* Reading passage
========

Convert a Postgres dump to SQLite — in your browser

A pg_dump file is the portable form of a PostgreSQL database, but it only speaks Postgres. To get a .sqlite out of it the usual way, you'd restore the dump into a running Postgres and then convert. editsqlite reads the dump straight — COPY blocks and all — and hands you a SQLite file, without a database server anywhere in sight and without the data leaving your machine.

How to convert Postgres to SQLite

  1. Produce the dump. A plain-format dump works either way: pg_dump --inserts mydb > mydb.sql, or a default COPY-format dump.
  2. Open it here. Click Open a database and choose the .sql file, or drop it on the page. The parser handles COPY ... FROM stdin data, \N nulls and Postgres escapes.
  3. Review the tables. Each table opens in the grid; edit cells or run a SELECT to check the import.

========

* Supplied material
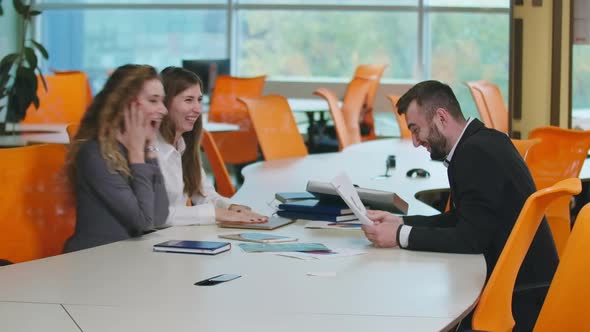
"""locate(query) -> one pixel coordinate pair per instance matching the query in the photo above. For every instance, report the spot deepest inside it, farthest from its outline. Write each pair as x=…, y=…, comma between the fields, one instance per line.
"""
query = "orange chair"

========

* Required action A
List the kinds of Postgres dump content that the Postgres-to-SQLite guide says its parser handles.
* Required action B
Go on with the Postgres-to-SQLite conversion guide, starting after its third numbered step.
You can do both tasks without the lines.

* Written answer A
- COPY ... FROM stdin data
- \N nulls
- Postgres escapes

* Written answer B
  4. Export the .sqlite. Click ⬇ .sqlite (certified) to download the fresh database.

Convert a Postgres dump now →

COPY blocks, handled the way pg_dump writes them

Most browser converters choke on a default pg_dump because the rows aren't INSERT statements at all — they're a COPY block of tab-separated lines terminated by a lone \.. editsqlite reads that block directly: tabs split the fields, \N becomes NULL, and \t, \n, \r and \\ are un-escaped the way Postgres wrote them. So you don't have to re-dump with --inserts just to get it to read.